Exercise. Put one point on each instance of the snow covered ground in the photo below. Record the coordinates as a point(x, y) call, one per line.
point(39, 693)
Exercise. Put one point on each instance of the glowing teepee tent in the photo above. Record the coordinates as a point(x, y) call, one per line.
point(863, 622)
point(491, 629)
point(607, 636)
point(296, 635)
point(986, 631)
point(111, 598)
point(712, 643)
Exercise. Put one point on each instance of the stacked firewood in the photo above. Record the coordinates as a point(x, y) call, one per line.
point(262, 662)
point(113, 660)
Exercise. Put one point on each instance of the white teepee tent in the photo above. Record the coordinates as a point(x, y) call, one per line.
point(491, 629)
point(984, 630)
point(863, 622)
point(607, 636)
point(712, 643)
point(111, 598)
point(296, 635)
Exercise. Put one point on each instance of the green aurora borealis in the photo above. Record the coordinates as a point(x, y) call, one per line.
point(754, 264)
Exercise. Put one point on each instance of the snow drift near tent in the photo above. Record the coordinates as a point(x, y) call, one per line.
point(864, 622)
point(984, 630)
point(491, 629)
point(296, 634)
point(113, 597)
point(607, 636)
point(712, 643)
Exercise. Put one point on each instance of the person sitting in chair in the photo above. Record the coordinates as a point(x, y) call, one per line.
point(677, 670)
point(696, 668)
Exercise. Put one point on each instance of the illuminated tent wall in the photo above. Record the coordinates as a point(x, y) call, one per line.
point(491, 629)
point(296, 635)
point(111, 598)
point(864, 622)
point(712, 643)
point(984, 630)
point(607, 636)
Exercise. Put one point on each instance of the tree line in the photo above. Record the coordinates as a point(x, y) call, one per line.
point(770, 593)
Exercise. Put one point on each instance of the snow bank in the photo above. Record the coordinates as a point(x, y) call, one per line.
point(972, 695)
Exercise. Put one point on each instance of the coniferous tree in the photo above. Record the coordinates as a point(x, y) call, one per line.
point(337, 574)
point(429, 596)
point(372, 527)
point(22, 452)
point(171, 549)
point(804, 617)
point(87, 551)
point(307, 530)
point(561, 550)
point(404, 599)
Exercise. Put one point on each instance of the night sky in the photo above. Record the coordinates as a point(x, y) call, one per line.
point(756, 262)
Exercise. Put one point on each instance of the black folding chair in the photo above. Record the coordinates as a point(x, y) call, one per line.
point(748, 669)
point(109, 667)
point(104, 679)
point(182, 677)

----------

Reproduce without alteration everything from the line containing "Exercise. Put one point on each instance of the person" down to the line containing "point(972, 695)", including both of those lines.

**SOLUTION FOR THIS TASK**
Exercise. Put one point on each instance of the person sitting in chair in the photo above. Record the coordinates as a point(x, y) call, one per line.
point(677, 670)
point(696, 668)
Exercise. Put one point on each instance of the illuminated tent wall in the photo above. Record the coordinates as a point(x, y) call, one per line.
point(491, 629)
point(296, 635)
point(111, 598)
point(864, 622)
point(712, 643)
point(984, 630)
point(607, 636)
Exercise. Put one point on each instance of the tree line in the photo above. Record the coordinates as a point(x, y) call, one per line.
point(770, 593)
Exercise. Put one point on each instance of the snow bank in the photo above. Record the coordinates as a point(x, y) call, one per line.
point(972, 695)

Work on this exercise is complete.